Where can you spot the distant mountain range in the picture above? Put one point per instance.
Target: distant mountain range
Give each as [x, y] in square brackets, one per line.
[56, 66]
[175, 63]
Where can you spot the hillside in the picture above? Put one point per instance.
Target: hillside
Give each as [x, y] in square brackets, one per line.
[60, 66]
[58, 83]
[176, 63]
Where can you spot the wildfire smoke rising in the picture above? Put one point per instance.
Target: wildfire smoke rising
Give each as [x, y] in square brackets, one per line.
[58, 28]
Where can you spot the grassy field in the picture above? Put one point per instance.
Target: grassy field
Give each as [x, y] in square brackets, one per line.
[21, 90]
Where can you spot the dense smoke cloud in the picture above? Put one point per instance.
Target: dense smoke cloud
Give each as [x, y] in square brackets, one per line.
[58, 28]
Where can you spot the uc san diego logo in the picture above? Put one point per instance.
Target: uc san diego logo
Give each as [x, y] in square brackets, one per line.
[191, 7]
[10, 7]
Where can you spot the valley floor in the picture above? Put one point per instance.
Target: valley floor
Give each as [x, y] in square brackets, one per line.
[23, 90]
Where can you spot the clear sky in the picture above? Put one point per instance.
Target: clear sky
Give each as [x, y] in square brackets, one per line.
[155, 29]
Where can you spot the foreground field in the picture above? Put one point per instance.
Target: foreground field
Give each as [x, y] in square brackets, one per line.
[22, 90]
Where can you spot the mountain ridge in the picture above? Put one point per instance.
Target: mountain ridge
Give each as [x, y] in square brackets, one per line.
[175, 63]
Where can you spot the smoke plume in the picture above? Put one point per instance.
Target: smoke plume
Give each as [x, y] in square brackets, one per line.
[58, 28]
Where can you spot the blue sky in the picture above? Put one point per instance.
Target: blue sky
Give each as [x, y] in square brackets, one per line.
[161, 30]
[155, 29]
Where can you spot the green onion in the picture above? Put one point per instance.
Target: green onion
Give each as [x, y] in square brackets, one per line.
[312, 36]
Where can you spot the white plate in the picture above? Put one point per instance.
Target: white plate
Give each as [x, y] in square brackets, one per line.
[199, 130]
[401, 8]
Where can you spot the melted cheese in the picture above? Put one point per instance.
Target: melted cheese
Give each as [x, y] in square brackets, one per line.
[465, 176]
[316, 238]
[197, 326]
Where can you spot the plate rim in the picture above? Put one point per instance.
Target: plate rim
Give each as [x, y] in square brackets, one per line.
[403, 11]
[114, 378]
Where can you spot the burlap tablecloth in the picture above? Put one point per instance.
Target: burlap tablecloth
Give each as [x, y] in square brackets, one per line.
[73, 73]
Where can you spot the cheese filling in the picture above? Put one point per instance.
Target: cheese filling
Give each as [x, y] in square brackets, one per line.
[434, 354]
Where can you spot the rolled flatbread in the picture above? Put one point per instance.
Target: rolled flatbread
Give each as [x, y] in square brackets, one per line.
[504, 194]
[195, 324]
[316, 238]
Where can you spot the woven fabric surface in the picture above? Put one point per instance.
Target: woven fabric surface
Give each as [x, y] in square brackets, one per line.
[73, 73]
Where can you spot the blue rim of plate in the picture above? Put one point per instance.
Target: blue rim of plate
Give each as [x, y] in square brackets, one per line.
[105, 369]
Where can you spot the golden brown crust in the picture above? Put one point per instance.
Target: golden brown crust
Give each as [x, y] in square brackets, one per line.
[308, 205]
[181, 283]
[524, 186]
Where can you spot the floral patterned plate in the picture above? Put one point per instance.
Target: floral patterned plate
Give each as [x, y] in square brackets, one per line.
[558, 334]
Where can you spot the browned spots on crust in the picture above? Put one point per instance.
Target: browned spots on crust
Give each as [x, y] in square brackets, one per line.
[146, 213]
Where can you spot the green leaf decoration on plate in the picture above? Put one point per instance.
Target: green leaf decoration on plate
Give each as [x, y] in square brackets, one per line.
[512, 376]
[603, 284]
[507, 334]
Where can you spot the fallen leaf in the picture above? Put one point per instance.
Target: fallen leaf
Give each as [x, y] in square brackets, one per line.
◇ ◇ ◇ ◇
▶ What is required: Recast every line of the listing above as a numbered list, omitting any blank lines.

▶ Solution to the problem:
1. Where can you spot the distant mountain range in the picture above? Put one point per instance.
2. Target: distant mountain range
3. Give each as [x, y] in square brackets, one per line.
4. [56, 66]
5. [175, 63]
6. Where can you spot the hillside in the picture above? Put one point per instance.
7. Target: hillside
8. Give each as [x, y] in square brackets, one per line.
9. [60, 66]
10. [58, 83]
11. [176, 63]
12. Where can you spot the wildfire smoke rising in the picture above? Put one point per instance.
13. Target: wildfire smoke rising
14. Give each as [x, y] in square brackets, one per line.
15. [58, 28]
16. Where can you spot the grassy field in the picture above? Put one point per instance.
17. Target: grassy field
18. Give each as [x, y] in square brackets, one per line.
19. [21, 90]
20. Where can you spot the dense smoke cloud in the picture above? Put one point per instance.
21. Target: dense smoke cloud
22. Give each as [x, y] in square brackets, one per line.
23. [58, 28]
24. Where can you spot the uc san diego logo in the picture above? Put one point per instance.
25. Target: uc san diego logo
26. Give each as [x, y] in square brackets, one per line.
27. [191, 7]
28. [10, 7]
29. Where can you spot the valley floor in the picture above? Put one point per instance.
30. Target: valley floor
31. Give each as [x, y] in square brackets, one per line.
32. [23, 90]
33. Where can you spot the clear sky in the picture above? Put one point per instance.
34. Target: clear sky
35. Give each as [x, y] in square brackets, one per line.
36. [155, 29]
37. Where can you spot the foreground field in the picture above? Put one point per instance.
38. Target: foreground field
39. Give each as [x, y] in square brackets, one per line.
40. [22, 90]
41. Where can you spot the mountain ridge in the picture above? Put one point per instance.
42. Target: mountain ridge
43. Give each as [x, y] in square brackets, one per line.
44. [175, 63]
45. Where can you spot the smoke plume in the picture above? Put one point per instance.
46. Target: smoke plume
47. Give each as [x, y] in square brackets, one per line.
48. [58, 28]
49. Where can you spot the blue sky in the picture above? Put one point per instance.
50. Target: blue sky
51. Give each as [x, y] in square brackets, one per line.
52. [161, 30]
53. [155, 29]
54. Where can you spot the green onion in the picture above? Put one point per instance.
55. Target: green onion
56. Give each as [x, y] in square brackets, one per line.
57. [312, 36]
58. Where can you spot the white plate in the picture above? Put one point per instance.
59. Target: white plate
60. Give each as [x, y] in square brackets, one per line.
61. [199, 130]
62. [401, 8]
63. Where can you spot the melted cheese in the picture above? Put one point per instance.
64. Target: melted cheese
65. Give each as [x, y] in square brackets, one per line.
66. [465, 176]
67. [316, 238]
68. [197, 326]
69. Where can you spot the plate rim in the picture above? Put one point per instance.
70. Target: plate rim
71. Give each as [x, y] in square brackets, one per line.
72. [403, 11]
73. [114, 378]
74. Where can you spot the burlap tablecloth in the picture above? Put one point per instance.
75. Target: burlap tablecloth
76. Give each as [x, y] in square brackets, one per line.
77. [73, 73]
78. Where can you spot the cheese filling in the picture above? Put one point per instance.
79. Target: cheese filling
80. Give each as [x, y] in square brackets, one per line.
81. [434, 354]
82. Where can you spot the rolled flatbread in the picture above? Put one point per instance.
83. Target: rolled flatbread
84. Give each as [x, y] in square brackets, one per line.
85. [504, 194]
86. [195, 324]
87. [316, 238]
88. Where can you spot the woven fabric surface in the picture above? Put one point per instance.
89. Target: woven fabric surface
90. Give each as [x, y] in square brackets, one per line.
91. [73, 73]
92. Where can you spot the blue rim of plate in the picture above? Put one point per instance.
93. Target: blue rim of plate
94. Give each as [x, y] in square brackets, one per line.
95. [105, 369]
96. Where can you spot the golden brown crust in the picture above? Put one point per instance.
97. Target: golden brown crust
98. Give each as [x, y] in square brackets, one per line.
99. [308, 205]
100. [181, 283]
101. [524, 186]
102. Where can you spot the floral patterned plate in the picture above? Put one point per instance.
103. Target: floral patterned plate
104. Give each as [x, y] in square brackets, one per line.
105. [558, 334]
106. Where can you spot the browned spots on crust in the picture above? Put one point per instance.
107. Target: browned spots on crust
108. Give each as [x, y] in square brackets, one per line.
109. [146, 213]
110. Where can you spot the green leaf decoration on plate in the picture above? Put one point per instance.
111. Target: green leaf decoration on plate
112. Give each as [x, y] in square brackets, one per line.
113. [512, 376]
114. [603, 284]
115. [507, 334]
116. Where can you spot the fallen leaf in the picture above? Put one point per instance.
117. Target: fallen leaf
118. Give each as [x, y] in square brackets, one per line.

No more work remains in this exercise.